___ Information provided
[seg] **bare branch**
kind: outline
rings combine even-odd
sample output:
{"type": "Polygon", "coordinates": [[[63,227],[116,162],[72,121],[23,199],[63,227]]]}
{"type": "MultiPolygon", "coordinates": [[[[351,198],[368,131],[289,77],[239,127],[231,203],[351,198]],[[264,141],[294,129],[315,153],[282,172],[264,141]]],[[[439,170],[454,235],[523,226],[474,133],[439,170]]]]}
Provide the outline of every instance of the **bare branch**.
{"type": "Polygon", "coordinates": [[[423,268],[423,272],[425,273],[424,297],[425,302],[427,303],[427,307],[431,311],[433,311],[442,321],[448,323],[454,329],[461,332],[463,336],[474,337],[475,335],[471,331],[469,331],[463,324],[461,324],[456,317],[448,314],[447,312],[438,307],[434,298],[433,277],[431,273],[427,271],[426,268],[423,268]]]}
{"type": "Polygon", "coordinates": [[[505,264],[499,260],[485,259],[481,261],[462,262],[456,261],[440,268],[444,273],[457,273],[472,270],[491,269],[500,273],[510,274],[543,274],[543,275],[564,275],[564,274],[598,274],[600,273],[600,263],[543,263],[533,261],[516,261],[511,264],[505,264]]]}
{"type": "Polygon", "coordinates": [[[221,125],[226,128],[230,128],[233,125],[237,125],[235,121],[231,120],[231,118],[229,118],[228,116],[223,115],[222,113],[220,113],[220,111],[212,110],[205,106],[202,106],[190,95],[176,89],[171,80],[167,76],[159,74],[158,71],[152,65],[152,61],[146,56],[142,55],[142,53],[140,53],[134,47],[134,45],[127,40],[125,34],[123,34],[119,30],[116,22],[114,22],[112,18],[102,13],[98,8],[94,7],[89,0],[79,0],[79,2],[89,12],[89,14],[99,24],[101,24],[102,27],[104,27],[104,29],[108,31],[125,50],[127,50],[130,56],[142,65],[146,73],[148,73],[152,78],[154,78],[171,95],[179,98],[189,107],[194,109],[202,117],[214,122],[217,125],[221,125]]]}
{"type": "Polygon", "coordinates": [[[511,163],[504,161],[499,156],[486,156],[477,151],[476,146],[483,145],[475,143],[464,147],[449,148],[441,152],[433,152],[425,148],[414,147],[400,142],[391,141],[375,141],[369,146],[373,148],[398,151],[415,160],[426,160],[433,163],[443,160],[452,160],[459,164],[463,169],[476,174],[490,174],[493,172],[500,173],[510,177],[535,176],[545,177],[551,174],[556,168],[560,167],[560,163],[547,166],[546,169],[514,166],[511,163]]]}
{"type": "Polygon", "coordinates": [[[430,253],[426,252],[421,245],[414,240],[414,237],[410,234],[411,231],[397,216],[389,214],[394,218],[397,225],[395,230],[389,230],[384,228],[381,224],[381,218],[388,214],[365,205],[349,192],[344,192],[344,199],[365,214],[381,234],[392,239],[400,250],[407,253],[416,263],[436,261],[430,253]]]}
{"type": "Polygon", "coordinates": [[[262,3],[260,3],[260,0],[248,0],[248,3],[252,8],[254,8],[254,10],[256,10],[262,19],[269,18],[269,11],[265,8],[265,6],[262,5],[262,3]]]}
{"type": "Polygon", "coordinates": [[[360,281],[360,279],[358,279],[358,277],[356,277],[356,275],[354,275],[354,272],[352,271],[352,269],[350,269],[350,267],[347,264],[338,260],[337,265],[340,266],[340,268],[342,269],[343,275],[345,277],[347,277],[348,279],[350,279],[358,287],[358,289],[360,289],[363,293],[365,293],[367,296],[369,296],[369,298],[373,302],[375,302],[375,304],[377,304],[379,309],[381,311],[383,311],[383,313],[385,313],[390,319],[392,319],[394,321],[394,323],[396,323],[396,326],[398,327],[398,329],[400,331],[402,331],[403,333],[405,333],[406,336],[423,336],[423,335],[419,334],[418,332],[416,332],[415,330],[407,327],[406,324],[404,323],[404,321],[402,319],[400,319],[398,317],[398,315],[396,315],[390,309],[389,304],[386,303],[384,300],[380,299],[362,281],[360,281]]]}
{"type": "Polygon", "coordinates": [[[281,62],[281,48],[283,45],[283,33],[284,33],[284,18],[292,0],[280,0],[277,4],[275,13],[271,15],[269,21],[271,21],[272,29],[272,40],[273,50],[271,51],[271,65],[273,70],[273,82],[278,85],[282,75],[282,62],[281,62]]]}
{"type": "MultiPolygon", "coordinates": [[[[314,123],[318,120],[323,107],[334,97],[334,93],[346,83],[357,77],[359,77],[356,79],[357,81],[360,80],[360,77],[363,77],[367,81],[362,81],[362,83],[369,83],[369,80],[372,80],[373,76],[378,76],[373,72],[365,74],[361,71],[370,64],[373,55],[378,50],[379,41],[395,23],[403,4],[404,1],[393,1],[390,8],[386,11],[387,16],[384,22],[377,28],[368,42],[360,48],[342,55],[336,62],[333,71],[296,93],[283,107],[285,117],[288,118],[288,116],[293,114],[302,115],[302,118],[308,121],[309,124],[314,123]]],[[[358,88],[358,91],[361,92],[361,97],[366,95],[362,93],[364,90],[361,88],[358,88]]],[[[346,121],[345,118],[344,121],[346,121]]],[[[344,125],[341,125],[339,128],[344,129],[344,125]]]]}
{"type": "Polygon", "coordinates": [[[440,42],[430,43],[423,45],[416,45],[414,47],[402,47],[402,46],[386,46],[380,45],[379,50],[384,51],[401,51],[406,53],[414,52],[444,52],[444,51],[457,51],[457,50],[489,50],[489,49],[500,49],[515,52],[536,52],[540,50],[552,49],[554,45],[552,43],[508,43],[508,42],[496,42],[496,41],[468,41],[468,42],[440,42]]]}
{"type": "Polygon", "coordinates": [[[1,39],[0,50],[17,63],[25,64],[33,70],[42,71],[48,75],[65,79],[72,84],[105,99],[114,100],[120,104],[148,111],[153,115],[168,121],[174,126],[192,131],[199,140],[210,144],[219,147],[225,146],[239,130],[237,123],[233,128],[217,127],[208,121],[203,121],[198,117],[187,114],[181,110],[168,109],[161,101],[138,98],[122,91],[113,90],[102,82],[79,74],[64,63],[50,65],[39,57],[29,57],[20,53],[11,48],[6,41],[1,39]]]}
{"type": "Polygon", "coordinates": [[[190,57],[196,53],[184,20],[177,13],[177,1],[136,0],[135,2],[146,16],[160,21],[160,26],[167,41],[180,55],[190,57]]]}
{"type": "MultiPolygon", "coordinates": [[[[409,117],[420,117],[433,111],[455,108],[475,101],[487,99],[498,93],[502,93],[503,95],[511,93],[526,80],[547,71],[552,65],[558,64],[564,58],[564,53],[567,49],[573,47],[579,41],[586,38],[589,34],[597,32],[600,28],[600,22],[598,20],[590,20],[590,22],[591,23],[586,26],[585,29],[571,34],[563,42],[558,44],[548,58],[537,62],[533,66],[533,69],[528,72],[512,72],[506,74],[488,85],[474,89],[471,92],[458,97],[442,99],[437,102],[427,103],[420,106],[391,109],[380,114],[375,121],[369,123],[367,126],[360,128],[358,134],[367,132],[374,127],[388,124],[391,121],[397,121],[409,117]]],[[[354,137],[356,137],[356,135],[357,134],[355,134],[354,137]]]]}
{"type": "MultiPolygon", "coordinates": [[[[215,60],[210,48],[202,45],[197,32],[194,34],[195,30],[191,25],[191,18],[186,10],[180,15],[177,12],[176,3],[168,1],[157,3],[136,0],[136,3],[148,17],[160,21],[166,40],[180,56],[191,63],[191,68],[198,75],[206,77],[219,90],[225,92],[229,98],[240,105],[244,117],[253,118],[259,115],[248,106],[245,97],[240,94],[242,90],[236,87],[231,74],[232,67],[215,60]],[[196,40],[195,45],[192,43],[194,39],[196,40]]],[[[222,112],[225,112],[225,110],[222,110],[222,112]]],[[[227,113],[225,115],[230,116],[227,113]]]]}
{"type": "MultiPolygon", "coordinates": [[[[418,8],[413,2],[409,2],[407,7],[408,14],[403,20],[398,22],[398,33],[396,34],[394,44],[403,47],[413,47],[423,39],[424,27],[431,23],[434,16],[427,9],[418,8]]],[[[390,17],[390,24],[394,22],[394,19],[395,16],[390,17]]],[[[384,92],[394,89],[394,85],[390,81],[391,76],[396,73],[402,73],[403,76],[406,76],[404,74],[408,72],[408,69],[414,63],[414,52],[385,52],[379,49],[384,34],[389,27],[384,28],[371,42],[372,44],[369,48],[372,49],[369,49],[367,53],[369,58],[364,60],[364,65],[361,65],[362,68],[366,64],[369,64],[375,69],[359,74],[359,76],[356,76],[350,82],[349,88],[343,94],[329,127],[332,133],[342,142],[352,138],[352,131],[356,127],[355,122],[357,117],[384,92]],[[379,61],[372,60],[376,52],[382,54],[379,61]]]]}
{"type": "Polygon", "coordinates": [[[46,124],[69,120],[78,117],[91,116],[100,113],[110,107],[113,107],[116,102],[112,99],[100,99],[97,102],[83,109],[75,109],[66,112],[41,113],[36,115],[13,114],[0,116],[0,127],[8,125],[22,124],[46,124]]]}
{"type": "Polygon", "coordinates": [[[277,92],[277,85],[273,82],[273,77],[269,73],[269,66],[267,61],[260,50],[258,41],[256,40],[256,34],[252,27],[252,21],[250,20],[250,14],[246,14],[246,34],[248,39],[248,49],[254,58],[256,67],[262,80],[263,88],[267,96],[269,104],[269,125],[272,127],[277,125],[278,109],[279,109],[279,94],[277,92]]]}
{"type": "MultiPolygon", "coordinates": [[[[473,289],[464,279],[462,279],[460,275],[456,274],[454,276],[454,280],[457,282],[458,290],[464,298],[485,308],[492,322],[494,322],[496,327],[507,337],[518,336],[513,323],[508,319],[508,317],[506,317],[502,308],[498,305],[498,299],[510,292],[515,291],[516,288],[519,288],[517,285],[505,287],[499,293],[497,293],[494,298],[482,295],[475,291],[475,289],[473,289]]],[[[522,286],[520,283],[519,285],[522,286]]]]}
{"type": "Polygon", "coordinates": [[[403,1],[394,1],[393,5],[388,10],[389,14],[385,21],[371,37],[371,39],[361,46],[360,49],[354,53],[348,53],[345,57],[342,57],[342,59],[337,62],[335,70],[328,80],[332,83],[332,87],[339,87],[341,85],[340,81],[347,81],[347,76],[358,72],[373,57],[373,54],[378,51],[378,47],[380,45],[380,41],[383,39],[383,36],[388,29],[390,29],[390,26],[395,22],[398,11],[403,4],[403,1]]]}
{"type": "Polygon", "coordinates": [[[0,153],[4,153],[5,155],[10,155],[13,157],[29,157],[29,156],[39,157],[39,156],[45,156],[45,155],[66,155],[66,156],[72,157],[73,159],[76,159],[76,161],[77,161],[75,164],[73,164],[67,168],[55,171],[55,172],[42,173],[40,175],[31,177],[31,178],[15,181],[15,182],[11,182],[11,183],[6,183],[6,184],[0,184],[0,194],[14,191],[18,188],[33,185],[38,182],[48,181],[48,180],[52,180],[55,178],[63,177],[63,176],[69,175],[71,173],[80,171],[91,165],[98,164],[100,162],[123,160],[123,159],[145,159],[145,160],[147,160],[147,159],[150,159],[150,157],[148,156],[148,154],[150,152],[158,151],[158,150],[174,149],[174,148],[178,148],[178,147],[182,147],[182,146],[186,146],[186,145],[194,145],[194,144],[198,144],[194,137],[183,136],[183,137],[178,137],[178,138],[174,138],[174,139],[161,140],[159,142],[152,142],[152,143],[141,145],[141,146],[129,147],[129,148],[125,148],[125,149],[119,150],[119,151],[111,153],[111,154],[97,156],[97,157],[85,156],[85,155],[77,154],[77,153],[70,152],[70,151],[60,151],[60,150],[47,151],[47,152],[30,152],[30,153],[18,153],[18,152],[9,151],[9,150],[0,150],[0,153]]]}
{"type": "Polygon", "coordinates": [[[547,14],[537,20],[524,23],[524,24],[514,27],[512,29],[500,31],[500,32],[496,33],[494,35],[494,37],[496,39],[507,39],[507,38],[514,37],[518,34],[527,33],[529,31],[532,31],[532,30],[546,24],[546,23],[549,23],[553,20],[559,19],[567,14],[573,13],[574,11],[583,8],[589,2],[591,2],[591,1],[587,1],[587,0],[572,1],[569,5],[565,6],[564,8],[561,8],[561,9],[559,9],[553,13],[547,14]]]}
______
Your instructions: After reading the entries above, report the number of lines that include the string "bare". Give no other text.

Solution for this exercise: 2